- DIRECTIONS:
- A) In the patch review reply, rewrite everything from "I haven't look" down to "understood and reviewed.", changing "version" to "revision".
- B) According to the patch review reply, why is a small step patch better?

- QUOTED TEXT:
Begin
I haven't look at [3/3], will wait for your next version for that.  So,
I cannot say which order is better.  Please consider reviewers' effort
too.  Small step patch is easier to be understood and reviewed.

>> > That is why I want to make this change patch after patch 3. There is
>> > also the long test cycle after the modification to make sure the swap
>> > code path is stable. I am not resisting a change of patch orders, it
>> > is that patch can't directly be removed before patch 3 before the big
>> > rewrite.
>> >
>> >
>> >>
>> >> > Your original
>> >> > suggestion appears like that you want to keep all cluster with order-N
>> >> > on the nonfull list for order-N always unless the number of free swap
>> >> > entry is less than 1<<N.
>> >>
>> >> Well I think that's certainly one of the conditions for removing it. But agree
>> >> that if a full scan of the cluster has been performed and no swap entries have
>> >> been freed since the scan started then it should also be removed from the list.
End
- EXTRACTED MATERIAL:
Begin
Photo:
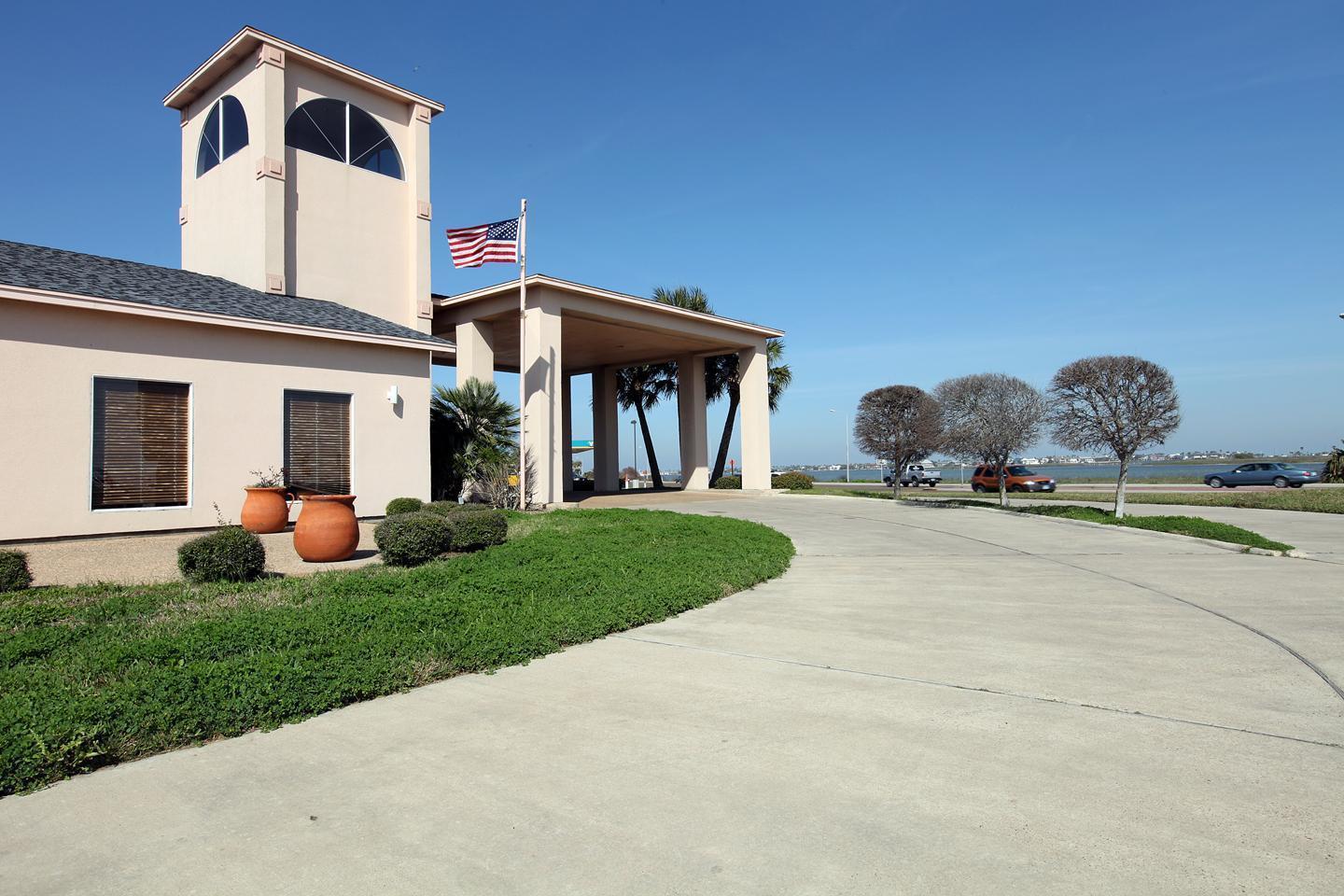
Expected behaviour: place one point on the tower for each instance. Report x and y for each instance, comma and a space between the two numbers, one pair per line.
304, 176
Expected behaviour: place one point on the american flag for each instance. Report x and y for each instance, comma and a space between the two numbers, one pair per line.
473, 246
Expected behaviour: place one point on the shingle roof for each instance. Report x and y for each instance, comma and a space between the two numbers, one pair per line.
64, 272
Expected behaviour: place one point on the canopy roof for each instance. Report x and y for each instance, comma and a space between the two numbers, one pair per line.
599, 328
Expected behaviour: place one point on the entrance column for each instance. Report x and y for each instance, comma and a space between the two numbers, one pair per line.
476, 351
607, 441
754, 388
567, 436
690, 404
540, 366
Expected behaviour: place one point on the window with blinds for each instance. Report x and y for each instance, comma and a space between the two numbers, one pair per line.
317, 442
141, 443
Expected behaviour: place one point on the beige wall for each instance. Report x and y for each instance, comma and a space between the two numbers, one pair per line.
225, 231
332, 231
49, 357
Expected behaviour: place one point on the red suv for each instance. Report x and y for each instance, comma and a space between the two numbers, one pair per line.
986, 479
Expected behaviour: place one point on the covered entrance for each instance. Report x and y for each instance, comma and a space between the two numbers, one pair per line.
574, 329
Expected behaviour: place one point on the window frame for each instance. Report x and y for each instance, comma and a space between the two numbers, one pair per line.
191, 442
218, 105
284, 430
345, 159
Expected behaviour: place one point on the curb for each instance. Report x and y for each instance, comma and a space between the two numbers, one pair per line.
1221, 546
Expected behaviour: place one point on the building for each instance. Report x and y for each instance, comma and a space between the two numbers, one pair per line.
301, 330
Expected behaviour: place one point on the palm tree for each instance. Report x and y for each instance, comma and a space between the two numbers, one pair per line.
469, 426
644, 385
723, 376
641, 387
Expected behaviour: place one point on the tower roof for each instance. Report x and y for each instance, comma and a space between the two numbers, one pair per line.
246, 43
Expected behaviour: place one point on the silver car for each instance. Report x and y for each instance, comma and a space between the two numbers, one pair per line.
1281, 476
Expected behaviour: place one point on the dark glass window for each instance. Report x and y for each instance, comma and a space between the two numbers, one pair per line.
370, 147
207, 156
317, 442
141, 443
320, 127
235, 125
223, 134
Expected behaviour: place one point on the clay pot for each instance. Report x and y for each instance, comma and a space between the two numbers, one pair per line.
266, 510
327, 529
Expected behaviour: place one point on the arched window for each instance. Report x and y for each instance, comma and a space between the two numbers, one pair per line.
223, 134
336, 129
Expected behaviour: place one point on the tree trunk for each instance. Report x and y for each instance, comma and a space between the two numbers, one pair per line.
648, 448
727, 437
1120, 488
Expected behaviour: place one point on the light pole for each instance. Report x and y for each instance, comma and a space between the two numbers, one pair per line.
635, 445
846, 445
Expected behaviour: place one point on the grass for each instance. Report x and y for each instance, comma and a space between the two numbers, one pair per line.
1191, 525
1194, 525
98, 675
1313, 500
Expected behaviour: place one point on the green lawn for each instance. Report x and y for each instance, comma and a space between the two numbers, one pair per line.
100, 675
1194, 525
1315, 500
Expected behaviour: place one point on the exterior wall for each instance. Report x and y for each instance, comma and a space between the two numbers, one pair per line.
225, 232
49, 357
353, 231
314, 227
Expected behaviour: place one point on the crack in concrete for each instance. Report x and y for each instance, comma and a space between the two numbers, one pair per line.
End
- RESPONSES BY TASK:
- A)
I haven't look at [3/3], will wait for your next revision for that.  So,
I cannot say which order is better.  Please consider reviewers' effort
too.  Small step patch is easier to be understood and reviewed.

- B) It is easier to be understood and reviewed.